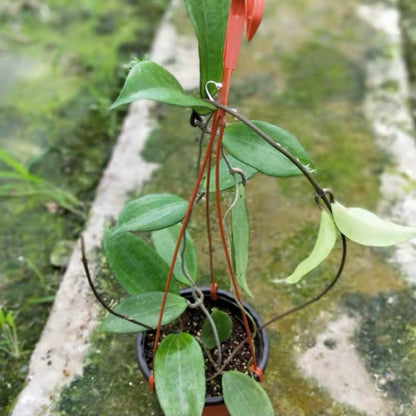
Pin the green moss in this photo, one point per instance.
(328, 75)
(387, 341)
(60, 69)
(107, 390)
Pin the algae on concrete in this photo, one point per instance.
(319, 49)
(60, 67)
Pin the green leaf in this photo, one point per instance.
(17, 167)
(2, 318)
(165, 240)
(209, 18)
(226, 178)
(325, 242)
(180, 375)
(240, 239)
(136, 266)
(151, 212)
(247, 146)
(244, 396)
(144, 308)
(150, 81)
(368, 229)
(223, 324)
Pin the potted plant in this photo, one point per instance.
(189, 337)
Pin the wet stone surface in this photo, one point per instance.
(305, 71)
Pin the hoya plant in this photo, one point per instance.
(151, 252)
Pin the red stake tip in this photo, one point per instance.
(213, 291)
(151, 382)
(254, 14)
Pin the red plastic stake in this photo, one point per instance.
(151, 382)
(248, 12)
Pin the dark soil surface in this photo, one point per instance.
(191, 322)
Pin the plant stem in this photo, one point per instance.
(321, 192)
(97, 295)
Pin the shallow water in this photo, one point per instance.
(60, 67)
(305, 71)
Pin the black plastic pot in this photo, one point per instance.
(214, 406)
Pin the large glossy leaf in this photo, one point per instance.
(151, 212)
(150, 81)
(240, 239)
(366, 228)
(244, 396)
(180, 375)
(209, 18)
(144, 308)
(165, 240)
(226, 178)
(247, 146)
(136, 266)
(325, 242)
(223, 325)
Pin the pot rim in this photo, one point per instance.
(261, 340)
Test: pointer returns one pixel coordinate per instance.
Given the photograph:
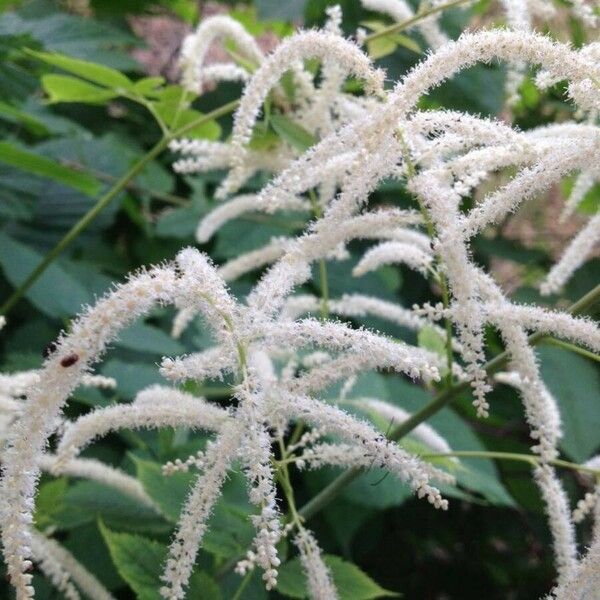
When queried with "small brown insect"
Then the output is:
(49, 349)
(69, 360)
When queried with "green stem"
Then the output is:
(551, 341)
(134, 187)
(245, 581)
(528, 458)
(448, 325)
(326, 495)
(397, 27)
(106, 199)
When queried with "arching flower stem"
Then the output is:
(326, 495)
(528, 458)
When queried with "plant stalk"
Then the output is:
(326, 495)
(106, 199)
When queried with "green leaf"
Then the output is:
(49, 502)
(148, 85)
(431, 340)
(132, 377)
(169, 492)
(230, 532)
(574, 381)
(73, 36)
(45, 167)
(371, 489)
(148, 338)
(292, 133)
(55, 293)
(174, 116)
(86, 501)
(94, 72)
(380, 47)
(407, 42)
(138, 560)
(15, 115)
(64, 88)
(351, 582)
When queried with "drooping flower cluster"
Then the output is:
(281, 360)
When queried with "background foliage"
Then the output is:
(68, 136)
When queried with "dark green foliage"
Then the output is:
(71, 130)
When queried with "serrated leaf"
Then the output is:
(64, 88)
(175, 117)
(74, 36)
(86, 501)
(45, 167)
(15, 115)
(132, 377)
(169, 492)
(575, 383)
(94, 72)
(407, 42)
(292, 133)
(380, 47)
(431, 340)
(140, 561)
(55, 293)
(148, 338)
(148, 85)
(49, 502)
(351, 582)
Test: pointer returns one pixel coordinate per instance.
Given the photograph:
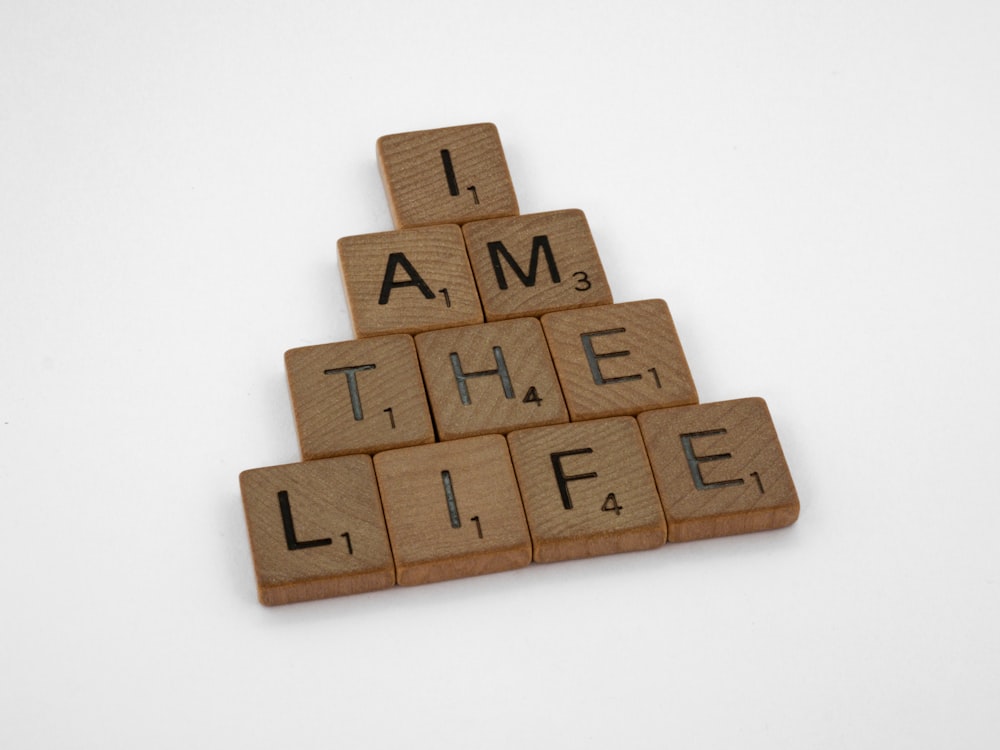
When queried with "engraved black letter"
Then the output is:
(461, 377)
(389, 283)
(352, 386)
(562, 480)
(528, 279)
(592, 357)
(694, 460)
(286, 520)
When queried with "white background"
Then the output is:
(814, 190)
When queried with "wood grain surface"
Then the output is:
(358, 396)
(619, 359)
(316, 530)
(536, 263)
(464, 372)
(408, 281)
(453, 510)
(587, 489)
(446, 175)
(719, 469)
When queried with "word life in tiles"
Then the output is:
(497, 407)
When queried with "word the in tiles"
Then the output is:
(497, 407)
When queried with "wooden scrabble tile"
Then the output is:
(490, 378)
(618, 359)
(452, 510)
(536, 263)
(408, 281)
(719, 468)
(446, 176)
(358, 396)
(587, 489)
(316, 530)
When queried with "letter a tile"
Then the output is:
(619, 359)
(453, 510)
(316, 530)
(446, 176)
(408, 281)
(719, 469)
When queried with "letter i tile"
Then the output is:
(316, 530)
(453, 510)
(719, 469)
(446, 175)
(587, 489)
(358, 396)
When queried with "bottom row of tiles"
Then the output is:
(478, 505)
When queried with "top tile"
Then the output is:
(446, 176)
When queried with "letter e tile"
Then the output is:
(619, 359)
(453, 510)
(587, 489)
(719, 469)
(316, 530)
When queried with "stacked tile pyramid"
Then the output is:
(497, 408)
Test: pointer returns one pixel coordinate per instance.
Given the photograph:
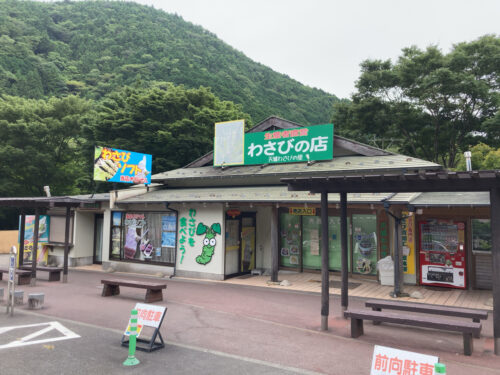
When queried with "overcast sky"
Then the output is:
(322, 42)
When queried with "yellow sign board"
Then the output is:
(408, 239)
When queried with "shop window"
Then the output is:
(57, 228)
(481, 235)
(364, 244)
(144, 236)
(304, 233)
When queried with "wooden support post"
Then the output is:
(21, 239)
(274, 245)
(34, 251)
(344, 297)
(66, 244)
(495, 260)
(356, 327)
(325, 280)
(468, 343)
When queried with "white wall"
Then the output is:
(264, 237)
(186, 263)
(83, 235)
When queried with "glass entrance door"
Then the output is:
(247, 260)
(232, 245)
(98, 237)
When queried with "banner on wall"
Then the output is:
(114, 165)
(229, 143)
(233, 147)
(408, 240)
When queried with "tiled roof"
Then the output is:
(469, 198)
(248, 194)
(359, 164)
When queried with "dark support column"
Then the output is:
(397, 259)
(34, 252)
(495, 257)
(274, 245)
(325, 281)
(21, 239)
(66, 244)
(344, 252)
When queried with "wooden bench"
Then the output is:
(23, 277)
(54, 272)
(153, 290)
(475, 315)
(468, 329)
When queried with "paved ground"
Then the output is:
(96, 352)
(265, 325)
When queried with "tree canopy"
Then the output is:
(92, 48)
(435, 105)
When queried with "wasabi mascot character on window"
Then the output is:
(208, 242)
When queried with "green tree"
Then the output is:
(174, 124)
(435, 104)
(41, 145)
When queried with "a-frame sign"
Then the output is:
(147, 316)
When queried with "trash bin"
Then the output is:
(385, 268)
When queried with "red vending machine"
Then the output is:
(442, 253)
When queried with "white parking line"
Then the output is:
(47, 327)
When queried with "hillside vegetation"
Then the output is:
(91, 49)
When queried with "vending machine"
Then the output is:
(442, 253)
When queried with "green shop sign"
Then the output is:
(290, 145)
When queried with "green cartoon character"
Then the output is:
(208, 242)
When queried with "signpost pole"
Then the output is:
(34, 251)
(325, 282)
(66, 244)
(11, 288)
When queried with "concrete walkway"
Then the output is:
(259, 323)
(360, 286)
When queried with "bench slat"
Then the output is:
(18, 271)
(428, 309)
(418, 321)
(135, 284)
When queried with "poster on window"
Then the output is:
(168, 239)
(43, 237)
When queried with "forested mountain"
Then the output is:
(94, 48)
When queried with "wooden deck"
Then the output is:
(311, 282)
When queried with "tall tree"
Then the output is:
(41, 145)
(435, 104)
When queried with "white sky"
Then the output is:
(322, 42)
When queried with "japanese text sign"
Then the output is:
(390, 361)
(229, 142)
(114, 165)
(290, 145)
(304, 211)
(149, 315)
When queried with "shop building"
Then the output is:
(217, 222)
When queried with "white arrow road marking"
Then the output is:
(67, 334)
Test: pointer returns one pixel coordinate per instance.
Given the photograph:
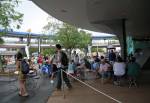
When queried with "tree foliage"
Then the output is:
(9, 17)
(71, 38)
(52, 26)
(95, 49)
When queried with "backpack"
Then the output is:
(25, 67)
(87, 64)
(64, 59)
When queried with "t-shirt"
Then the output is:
(119, 68)
(104, 67)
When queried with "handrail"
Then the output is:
(92, 88)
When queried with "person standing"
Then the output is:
(62, 63)
(21, 77)
(112, 57)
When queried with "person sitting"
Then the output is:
(104, 71)
(133, 71)
(119, 70)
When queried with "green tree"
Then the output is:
(52, 26)
(9, 17)
(71, 38)
(48, 51)
(94, 49)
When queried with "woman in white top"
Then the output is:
(119, 67)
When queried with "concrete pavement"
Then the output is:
(83, 94)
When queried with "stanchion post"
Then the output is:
(62, 81)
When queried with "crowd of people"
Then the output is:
(110, 70)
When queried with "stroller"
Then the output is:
(46, 69)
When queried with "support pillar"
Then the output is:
(39, 45)
(124, 39)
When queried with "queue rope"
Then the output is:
(93, 88)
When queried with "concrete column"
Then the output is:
(39, 45)
(122, 40)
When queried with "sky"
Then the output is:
(35, 18)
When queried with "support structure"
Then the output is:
(124, 39)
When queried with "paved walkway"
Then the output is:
(9, 92)
(82, 94)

* * * * * * * * *

TASK DIRECTIONS: Looking at the records above, how many lines contain "support"? Only the number is needed.

ANSWER: 4